**Aim**: Report every line of the listing below that contains the string "board".

* * * * * * * * *

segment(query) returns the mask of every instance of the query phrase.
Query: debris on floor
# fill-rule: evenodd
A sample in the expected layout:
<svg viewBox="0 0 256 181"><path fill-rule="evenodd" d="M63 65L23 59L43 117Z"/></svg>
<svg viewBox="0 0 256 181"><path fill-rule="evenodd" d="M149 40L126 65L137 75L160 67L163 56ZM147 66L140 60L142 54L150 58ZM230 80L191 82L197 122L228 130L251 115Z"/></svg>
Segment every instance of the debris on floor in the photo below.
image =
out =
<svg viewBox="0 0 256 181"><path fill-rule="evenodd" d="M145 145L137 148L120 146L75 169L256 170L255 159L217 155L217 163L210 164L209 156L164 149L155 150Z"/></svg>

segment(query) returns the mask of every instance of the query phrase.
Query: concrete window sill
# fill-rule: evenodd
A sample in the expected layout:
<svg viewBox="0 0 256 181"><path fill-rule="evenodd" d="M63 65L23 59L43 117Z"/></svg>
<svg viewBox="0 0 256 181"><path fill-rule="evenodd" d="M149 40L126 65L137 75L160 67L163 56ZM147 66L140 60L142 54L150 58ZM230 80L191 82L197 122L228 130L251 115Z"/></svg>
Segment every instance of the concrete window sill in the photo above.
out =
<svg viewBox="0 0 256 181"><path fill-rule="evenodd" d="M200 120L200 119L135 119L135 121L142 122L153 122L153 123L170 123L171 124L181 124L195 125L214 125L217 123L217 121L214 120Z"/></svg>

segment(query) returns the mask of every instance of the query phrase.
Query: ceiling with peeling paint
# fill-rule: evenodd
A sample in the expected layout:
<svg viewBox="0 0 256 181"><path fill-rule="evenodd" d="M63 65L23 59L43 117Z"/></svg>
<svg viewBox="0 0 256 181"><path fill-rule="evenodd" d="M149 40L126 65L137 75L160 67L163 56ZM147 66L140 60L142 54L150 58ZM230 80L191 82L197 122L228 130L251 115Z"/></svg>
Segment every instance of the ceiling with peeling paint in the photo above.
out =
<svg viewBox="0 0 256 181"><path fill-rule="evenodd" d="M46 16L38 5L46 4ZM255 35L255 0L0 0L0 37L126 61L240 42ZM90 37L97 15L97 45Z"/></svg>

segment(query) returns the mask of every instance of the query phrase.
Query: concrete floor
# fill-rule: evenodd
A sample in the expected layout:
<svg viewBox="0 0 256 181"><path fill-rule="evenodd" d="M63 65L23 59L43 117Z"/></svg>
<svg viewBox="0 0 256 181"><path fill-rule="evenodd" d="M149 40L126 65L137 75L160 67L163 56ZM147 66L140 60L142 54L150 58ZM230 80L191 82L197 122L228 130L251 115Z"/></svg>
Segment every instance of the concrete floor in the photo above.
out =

* * * * * * * * *

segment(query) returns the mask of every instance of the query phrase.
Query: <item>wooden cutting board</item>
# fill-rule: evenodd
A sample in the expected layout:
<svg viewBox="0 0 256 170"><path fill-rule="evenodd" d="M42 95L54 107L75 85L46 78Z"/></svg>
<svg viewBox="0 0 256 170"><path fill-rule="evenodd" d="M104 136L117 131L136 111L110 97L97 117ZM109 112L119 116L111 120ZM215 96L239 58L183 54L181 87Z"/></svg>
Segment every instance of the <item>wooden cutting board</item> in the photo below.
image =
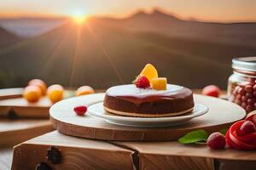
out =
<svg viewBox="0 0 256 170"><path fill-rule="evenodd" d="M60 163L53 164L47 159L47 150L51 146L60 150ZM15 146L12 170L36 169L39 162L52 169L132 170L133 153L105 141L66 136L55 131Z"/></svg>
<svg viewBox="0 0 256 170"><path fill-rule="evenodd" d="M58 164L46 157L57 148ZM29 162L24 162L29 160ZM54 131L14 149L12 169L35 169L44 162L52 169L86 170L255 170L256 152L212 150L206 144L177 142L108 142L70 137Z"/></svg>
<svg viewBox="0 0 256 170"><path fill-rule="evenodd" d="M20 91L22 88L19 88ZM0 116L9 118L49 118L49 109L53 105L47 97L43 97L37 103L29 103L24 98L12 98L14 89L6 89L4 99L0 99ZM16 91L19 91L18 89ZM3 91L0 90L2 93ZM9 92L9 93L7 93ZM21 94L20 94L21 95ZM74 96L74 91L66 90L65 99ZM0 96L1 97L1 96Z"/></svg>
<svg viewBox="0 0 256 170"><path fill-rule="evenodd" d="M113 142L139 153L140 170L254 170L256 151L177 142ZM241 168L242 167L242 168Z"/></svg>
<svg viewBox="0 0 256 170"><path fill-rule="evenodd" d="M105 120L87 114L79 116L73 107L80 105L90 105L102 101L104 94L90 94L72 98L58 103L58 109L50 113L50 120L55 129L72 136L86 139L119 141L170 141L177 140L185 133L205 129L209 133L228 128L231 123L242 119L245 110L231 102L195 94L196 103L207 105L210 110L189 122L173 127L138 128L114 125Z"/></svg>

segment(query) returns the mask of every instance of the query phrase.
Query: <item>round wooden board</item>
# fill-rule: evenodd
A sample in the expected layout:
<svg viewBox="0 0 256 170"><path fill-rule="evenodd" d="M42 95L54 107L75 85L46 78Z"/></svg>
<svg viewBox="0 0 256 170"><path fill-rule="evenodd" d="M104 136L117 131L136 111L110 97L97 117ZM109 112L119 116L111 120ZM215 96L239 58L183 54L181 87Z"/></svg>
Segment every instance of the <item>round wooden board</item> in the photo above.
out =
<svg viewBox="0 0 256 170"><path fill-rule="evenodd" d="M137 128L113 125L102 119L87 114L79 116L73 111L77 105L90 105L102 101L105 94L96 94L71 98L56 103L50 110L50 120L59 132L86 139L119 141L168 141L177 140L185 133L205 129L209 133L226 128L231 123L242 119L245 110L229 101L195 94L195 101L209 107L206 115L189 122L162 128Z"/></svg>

* * * * * * * * *

**Expected answer**:
Query: <item>wooden cutting board</item>
Segment every instance of the <item>wooden cutting board</item> in the photo below.
Query: <item>round wooden board</item>
Segment every instance of the <item>round wooden board</item> in the photo above.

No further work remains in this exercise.